WORK INSTRUCTIONS: Reproduce all the entries, matching the original word for word.

Start of EXTRACTED MATERIAL

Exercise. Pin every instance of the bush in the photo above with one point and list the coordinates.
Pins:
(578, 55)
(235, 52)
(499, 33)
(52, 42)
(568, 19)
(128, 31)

End of EXTRACTED MATERIAL

OUTPUT OF THE TASK:
Exercise. Pin every instance of the bush in the photo above with one point and list the coordinates.
Pins:
(578, 55)
(235, 52)
(499, 33)
(52, 42)
(568, 19)
(128, 31)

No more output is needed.